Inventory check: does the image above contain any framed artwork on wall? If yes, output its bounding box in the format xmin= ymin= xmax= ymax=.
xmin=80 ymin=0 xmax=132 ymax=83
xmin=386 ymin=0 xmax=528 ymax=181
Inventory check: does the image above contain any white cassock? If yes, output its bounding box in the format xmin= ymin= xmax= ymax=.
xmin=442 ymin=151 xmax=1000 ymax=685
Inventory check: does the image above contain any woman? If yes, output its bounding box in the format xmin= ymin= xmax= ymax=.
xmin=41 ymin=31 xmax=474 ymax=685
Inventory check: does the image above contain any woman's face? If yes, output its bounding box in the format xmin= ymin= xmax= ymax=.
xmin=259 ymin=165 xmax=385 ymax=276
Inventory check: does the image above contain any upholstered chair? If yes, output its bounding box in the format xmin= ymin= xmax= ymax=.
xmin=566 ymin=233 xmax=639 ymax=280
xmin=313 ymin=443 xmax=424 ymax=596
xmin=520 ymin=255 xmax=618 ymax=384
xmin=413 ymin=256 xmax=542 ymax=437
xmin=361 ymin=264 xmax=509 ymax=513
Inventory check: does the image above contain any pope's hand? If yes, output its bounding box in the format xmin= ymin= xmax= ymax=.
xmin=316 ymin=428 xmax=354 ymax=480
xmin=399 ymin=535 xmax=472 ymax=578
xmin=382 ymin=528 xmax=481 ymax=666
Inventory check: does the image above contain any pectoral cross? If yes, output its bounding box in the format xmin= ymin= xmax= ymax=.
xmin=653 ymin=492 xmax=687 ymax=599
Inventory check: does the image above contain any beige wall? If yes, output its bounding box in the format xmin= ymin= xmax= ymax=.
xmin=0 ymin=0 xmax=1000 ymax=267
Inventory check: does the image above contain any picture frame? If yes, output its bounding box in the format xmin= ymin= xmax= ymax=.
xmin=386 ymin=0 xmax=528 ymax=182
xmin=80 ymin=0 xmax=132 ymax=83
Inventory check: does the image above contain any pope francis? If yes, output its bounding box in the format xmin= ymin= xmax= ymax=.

==

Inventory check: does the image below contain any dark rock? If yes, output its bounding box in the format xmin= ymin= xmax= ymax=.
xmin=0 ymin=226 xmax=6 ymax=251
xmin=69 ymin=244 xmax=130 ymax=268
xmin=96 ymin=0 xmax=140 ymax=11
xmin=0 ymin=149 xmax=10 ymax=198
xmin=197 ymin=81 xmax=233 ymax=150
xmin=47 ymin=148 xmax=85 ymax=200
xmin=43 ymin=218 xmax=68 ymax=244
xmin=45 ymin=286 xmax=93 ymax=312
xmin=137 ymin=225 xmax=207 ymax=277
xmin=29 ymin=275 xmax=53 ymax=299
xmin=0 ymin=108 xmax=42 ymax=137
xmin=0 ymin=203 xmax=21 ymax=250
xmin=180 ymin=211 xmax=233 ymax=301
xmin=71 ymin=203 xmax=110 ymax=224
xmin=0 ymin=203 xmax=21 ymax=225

* * *

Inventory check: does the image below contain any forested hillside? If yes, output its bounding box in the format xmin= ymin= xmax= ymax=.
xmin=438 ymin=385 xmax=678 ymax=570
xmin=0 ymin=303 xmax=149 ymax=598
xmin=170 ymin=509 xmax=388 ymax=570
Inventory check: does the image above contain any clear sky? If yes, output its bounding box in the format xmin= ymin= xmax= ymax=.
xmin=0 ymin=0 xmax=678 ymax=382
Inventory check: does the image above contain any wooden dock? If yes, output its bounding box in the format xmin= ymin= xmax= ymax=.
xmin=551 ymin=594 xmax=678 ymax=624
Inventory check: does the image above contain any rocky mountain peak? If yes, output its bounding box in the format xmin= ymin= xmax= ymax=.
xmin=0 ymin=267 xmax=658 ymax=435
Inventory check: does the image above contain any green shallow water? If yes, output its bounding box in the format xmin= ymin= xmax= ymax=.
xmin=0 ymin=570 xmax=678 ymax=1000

= What is asked =
Can you rewrite the records from the line with "Inventory check: does the image above contain any framed" up to and including the line with "xmin=361 ymin=264 xmax=509 ymax=513", replacing "Inventory check" with "Catalog check" and leaving everything else unchanged?

= The reply =
Catalog check: does the image above contain any framed artwork on wall? If yes, output its bounding box in the format xmin= ymin= xmax= ymax=.
xmin=80 ymin=0 xmax=132 ymax=83
xmin=386 ymin=0 xmax=528 ymax=181
Catalog check: does the image above contain any white cassock? If yes, output its bounding box in the format xmin= ymin= xmax= ymax=.
xmin=442 ymin=151 xmax=1000 ymax=685
Catalog check: does the image above contain any woman? If yes, output its bounding box in the format xmin= ymin= xmax= ymax=.
xmin=41 ymin=31 xmax=474 ymax=685
Catalog check: does the image above contain any woman's face? If yes, output its bounding box in the format xmin= ymin= xmax= ymax=.
xmin=259 ymin=165 xmax=385 ymax=276
Catalog check: does the image above contain any upholstered chair? If yes, output its bounding box in the format xmin= ymin= xmax= ymax=.
xmin=566 ymin=233 xmax=639 ymax=280
xmin=313 ymin=443 xmax=424 ymax=596
xmin=520 ymin=255 xmax=618 ymax=384
xmin=413 ymin=256 xmax=542 ymax=437
xmin=361 ymin=264 xmax=509 ymax=513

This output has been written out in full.